Exercise: Copy out every line in the rows below that contains the string "pointer". Case counts.

Task inputs:
+ + +

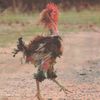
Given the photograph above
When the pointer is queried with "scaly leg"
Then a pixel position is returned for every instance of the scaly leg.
(62, 87)
(38, 91)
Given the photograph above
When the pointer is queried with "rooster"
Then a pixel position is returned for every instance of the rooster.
(42, 51)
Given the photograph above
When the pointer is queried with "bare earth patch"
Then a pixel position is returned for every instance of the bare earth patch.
(78, 70)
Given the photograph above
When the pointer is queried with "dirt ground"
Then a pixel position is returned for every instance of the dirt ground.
(78, 70)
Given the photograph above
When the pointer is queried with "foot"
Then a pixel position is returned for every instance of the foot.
(39, 97)
(66, 91)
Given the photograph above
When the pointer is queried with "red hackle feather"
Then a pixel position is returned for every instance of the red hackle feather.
(49, 17)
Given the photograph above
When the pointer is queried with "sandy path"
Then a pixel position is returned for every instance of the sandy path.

+ + +

Finished task:
When the pointer is queried with "scaly leg"
When the pointer is queried with "rooster"
When the pointer is queried with "bare earth patch"
When the pointer is queried with "dirt ground"
When the pointer is queried with "foot"
When the pointer is queried with "red hackle feather"
When the pointer is queried with "sandy path"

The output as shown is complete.